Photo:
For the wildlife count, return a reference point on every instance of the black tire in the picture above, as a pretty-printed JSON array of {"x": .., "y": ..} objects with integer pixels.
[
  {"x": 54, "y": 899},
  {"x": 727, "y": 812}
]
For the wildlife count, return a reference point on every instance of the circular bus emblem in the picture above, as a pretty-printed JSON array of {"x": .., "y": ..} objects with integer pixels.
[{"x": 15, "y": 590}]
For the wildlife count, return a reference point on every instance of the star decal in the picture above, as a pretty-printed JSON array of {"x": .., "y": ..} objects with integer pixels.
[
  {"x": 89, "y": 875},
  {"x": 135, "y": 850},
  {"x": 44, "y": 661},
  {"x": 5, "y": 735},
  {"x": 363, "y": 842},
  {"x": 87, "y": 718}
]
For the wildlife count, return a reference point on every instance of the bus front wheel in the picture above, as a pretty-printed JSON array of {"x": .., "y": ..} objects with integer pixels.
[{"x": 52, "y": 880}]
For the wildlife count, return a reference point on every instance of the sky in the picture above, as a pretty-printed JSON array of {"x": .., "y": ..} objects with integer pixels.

**EXERCISE TASK:**
Copy out, without any changes, every line from the one containing "of the star" down to the last of the lines above.

**WRITTEN SOLUTION:**
For the wildlife count, return a reference point on every instance of the star decal in the picture above, as a pretty-printed JSON array of {"x": .., "y": ..} objects with integer pixels.
[
  {"x": 89, "y": 875},
  {"x": 135, "y": 850},
  {"x": 44, "y": 661},
  {"x": 5, "y": 735},
  {"x": 363, "y": 842},
  {"x": 87, "y": 718}
]
For the wildlife count, return a reference point on every instance of the bus front wheel in the picture above, as a pretty-printed JSON array of {"x": .., "y": ..} objects with integer pixels.
[{"x": 52, "y": 880}]
For the wildlife count, return a reference point on every instance of the sky in the picture above, as a pretty-printed JSON array of {"x": .., "y": ..} objects with integer pixels.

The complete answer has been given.